— Begin TEXT EXTRACT —

Which TTS Model Should You Use? A Decision Tree (2026)

Download printable cheat-sheet (CC-BY 4.0)

28 Mar 2026, 00:00 Z

60-second takeaway
There are now ten credible open-source TTS models you could deploy. The problem is not finding one that works - it is picking the one that fits your constraints.
We benchmarked most of them on IMDA NSC FEMALE_01 using an RTX 3090 Ti (24GB). This article gives you a decision tree: start with your use case (real-time streaming, audiobook, edge deployment, multilingual, fine-tuned voice cloning) and land on a specific model with a specific configuration.
If you just want a quick answer: Qwen3-TTS for real-time, CosyVoice 3 or VoxCPM 1.5 for pre-produced content, Chatterbox for fast fine-tuning, Supertonic for CPU-first ONNX deployment, and Kokoro for very small edge footprints.

If you searched for best TTS model 2026, open source TTS model comparison, CosyVoice vs Qwen3-TTS, F5-TTS quality review, or TTS inference speed, this is the routing page. It compares model choice by use case, not by a single leaderboard score.

— End TEXT EXTRACT —
— Begin STORED DATA —

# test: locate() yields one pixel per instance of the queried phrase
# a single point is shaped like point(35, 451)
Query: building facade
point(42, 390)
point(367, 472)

— End STORED DATA —

» TO-DO LIST
**a)** In the TTS model guide:
(i) Which GPU was used for the benchmarks?
(ii) Which model is suggested for very small edge footprints?
(iii) Under what license is the printable cheat-sheet offered?
**b)** Could you supply the next part of the TTS model guide, starting after its final paragraph?

» OUTPUTS BY TASK
**a)**
(i) An RTX 3090 Ti (24GB).
(ii) Kokoro.
(iii) CC-BY 4.0.

**b)**
Where this fits

For founders: Your team is about to pick a TTS model. This decision tree prevents the most expensive mistake - choosing a model that is technically impressive but wrong for your deployment constraints. A real-time product cannot tolerate CosyVoice 3's compute overhead. An audiobook pipeline does not need Qwen3-TTS's 97ms latency. Match the model to the use case before writing any integration code.
For engineers: This is the routing logic we use internally. Each recommendation is grounded in first-party benchmarks - not paper claims, not leaderboard scores, not vibes. We include the specific checkpoints, LoRA scales, and failure modes we observed so you can reproduce or skip straight to deployment.

How to use this decision tree

Start from your use case, not from a model name. The models below overlap in capability - most of them can do voice cloning, most of them fit on a 24GB GPU, and most of them produce decent output in zero-shot mode. The differences emerge when you add constraints: latency budget, fine-tuning requirements, target language, or deployment hardware.

Read the decision tree table first. If your situation maps cleanly to one row, jump to that model's deep-dive section. If you are torn between two models, the deep-dive sections include the trade-offs we observed.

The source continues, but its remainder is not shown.